### GOALS
• A. In the DSL text, what price range is ADSL usually sold in?
• B. For each statement below, say yes or no to whether it agrees with the DSL text, and quote the words that decide it. (i) With ADSL, upload speed matches download speed. (ii) Cable shares on the wire. (iii) ADSL accounts usually come with a static IP.
• C. Write a continuation of the DSL text, starting after its last sentence.

----- SELECTION

This isn't exactly true. Cable shares on the wire (like a party line); DSL
may or may not share from the Central Office to the ISP.

Bandwidth is a commodity, and it costs money. For the most part, with DSL
you get what you pay for.

ADSL (asymmetric DSL) means your upload speed isn't the same as your
download speed (you usually see something like 640k down, 64k up). This is
just the beginning of the differences - ADSL is usually priced in the
$50/month range, and is positioned as "consumer" or "home" DSL.
ADSL accounts usually do not get a static IP, so running a server or a home
network is more complicated (but doable). HOWEVER, manymany ISP ADSL user
contracts *prohibit* running any kind of web or email server, or using the
account for more than one computer.

----------
----- INFORMATION GIVEN

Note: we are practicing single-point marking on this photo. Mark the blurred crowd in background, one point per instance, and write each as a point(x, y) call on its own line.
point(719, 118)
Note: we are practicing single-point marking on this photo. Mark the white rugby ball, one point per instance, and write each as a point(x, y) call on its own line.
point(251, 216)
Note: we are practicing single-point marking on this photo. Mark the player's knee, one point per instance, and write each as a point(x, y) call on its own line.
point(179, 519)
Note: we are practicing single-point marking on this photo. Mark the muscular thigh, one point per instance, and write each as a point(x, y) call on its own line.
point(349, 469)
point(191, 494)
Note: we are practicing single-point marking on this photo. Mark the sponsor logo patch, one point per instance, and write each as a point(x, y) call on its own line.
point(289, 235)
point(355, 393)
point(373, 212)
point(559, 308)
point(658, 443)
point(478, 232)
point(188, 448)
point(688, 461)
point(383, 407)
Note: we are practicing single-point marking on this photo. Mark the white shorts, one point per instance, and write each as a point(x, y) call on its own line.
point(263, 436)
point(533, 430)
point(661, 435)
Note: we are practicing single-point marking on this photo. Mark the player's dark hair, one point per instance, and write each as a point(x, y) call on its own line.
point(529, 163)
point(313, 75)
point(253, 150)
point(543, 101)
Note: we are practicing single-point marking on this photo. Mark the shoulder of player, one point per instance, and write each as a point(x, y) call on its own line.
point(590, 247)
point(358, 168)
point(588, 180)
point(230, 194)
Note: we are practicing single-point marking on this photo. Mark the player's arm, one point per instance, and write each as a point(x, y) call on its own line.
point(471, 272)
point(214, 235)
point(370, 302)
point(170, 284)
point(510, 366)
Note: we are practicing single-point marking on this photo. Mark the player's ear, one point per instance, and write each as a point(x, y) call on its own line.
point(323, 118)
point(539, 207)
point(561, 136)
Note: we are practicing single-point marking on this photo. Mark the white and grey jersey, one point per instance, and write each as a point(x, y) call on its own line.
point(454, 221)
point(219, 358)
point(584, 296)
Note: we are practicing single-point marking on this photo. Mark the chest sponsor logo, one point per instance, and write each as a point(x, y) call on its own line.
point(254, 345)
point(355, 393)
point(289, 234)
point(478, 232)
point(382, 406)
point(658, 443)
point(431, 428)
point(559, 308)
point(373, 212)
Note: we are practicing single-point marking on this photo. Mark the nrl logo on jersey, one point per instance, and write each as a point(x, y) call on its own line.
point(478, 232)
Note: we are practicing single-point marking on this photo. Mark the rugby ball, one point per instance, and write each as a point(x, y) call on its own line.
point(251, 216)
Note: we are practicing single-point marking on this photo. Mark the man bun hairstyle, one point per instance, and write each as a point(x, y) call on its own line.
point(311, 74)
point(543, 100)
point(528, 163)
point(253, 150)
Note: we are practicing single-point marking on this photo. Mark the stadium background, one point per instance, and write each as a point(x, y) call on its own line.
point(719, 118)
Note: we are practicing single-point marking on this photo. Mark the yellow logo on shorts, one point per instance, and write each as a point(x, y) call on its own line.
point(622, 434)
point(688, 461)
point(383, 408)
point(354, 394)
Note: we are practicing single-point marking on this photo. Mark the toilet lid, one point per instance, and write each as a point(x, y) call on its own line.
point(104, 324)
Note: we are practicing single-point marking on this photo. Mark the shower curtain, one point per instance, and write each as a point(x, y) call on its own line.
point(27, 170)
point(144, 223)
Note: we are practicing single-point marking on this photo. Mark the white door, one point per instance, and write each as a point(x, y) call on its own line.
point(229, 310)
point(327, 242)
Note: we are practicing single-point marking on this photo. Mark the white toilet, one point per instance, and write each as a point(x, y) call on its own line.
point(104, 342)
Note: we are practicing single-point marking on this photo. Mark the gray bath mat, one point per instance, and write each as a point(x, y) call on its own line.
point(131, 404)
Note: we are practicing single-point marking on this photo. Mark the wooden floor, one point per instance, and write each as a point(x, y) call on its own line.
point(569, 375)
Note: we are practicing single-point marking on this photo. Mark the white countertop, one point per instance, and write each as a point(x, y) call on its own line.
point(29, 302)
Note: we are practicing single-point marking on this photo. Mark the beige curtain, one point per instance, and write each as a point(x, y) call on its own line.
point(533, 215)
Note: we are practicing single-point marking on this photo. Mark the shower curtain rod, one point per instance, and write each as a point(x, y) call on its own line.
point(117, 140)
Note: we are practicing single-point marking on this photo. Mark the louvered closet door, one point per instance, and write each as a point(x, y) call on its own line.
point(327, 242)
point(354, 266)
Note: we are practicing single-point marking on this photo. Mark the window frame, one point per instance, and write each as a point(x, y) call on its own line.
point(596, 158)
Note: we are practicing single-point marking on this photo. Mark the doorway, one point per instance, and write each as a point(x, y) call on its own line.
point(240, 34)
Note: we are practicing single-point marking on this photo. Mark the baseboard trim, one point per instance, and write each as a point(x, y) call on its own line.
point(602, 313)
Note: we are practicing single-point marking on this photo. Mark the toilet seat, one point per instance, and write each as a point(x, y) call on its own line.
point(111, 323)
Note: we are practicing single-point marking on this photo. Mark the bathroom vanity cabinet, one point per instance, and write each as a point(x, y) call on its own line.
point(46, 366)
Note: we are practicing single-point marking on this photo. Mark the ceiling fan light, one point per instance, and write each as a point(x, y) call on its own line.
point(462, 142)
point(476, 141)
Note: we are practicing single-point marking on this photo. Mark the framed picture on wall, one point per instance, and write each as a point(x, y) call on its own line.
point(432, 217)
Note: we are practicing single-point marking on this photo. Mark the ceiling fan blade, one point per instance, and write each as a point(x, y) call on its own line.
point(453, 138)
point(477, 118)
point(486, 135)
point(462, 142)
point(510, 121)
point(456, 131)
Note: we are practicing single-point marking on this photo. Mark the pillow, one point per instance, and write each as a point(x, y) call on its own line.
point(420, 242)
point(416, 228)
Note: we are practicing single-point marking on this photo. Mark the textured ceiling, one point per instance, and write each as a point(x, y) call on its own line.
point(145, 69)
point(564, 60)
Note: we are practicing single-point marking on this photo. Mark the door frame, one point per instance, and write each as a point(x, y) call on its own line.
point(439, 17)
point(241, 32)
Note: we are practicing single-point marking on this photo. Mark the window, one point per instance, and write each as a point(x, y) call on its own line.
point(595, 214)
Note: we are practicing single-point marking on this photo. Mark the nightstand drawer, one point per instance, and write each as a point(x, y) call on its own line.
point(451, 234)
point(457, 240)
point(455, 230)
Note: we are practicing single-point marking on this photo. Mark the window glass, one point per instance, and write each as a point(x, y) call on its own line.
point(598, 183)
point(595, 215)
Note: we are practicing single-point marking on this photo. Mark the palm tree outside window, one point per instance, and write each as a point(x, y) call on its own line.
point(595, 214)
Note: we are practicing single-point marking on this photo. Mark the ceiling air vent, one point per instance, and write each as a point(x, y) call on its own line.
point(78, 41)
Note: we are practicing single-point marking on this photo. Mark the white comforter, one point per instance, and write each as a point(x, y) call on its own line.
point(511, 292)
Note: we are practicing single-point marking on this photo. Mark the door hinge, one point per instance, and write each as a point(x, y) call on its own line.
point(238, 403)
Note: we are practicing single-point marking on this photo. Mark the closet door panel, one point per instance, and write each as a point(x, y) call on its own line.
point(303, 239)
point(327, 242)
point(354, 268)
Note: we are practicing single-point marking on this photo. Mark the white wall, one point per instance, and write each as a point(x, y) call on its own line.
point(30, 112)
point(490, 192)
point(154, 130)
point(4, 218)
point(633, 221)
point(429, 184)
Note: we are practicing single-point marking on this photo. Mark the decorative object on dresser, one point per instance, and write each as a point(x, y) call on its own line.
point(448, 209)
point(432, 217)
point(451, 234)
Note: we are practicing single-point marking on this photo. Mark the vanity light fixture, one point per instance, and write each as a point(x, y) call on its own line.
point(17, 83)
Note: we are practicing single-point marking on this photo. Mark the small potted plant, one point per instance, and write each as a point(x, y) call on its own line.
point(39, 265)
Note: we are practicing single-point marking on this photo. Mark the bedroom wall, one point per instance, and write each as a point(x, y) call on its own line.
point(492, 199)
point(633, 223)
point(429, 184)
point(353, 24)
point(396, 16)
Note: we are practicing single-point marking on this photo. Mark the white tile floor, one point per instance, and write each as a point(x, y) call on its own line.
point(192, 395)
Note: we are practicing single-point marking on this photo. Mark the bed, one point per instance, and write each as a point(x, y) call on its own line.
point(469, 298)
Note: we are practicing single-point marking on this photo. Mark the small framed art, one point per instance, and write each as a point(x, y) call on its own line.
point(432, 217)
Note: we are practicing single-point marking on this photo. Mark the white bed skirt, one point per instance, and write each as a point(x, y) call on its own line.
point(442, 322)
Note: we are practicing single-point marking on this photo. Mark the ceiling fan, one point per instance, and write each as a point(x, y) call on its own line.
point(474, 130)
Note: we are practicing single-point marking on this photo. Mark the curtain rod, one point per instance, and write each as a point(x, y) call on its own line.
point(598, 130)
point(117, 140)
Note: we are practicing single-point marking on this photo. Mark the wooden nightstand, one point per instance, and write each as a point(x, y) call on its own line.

----------
----- INFORMATION GIVEN

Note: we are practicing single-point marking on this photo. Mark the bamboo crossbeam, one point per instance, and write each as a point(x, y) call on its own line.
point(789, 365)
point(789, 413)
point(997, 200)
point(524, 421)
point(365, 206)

----------

### TASK RESULTS
• A. The $50/month range.

• B.
(i) No: "your upload speed isn't the same as your download speed"
(ii) Yes: "Cable shares on the wire (like a party line)"
(iii) No: "ADSL accounts usually do not get a static IP"

• C.
Finally, ADSL usually has no service level agreement (SLA), or if it does,
it's very low. I know Bell Atlantic has NO bandwidth guarantee - if you're
connected, but running at 3k instead of 640k, then as far as BA is concerned
they're fulfilling their side of the agreement. (GTE's SLA on ADSL is
something like 48k - less than a dialup modem)

SDSL (symmetric DSL)has both upload and download speeds the same, but the
most important thing is it's usually a more "professionally oriented"
service. Static IP's are the norm, home networks and running servers (within
limits) expressly allowed, etc. There's also usually an SLA (my DSL provider
promises 80% bandwidth at all times)
The trade-off: you get what you pay for: 192k/192k SDSL will run me
$90/month.

The thing with cablemodems and ADSL - during early adoption you'll rarely
see much bandwidth problems. The threat is "as more people sign up", but we
don't know if that'll happen or what the effects will be. It's entirely
possible we won't see problems at all on the throttling side, but there's no
telling.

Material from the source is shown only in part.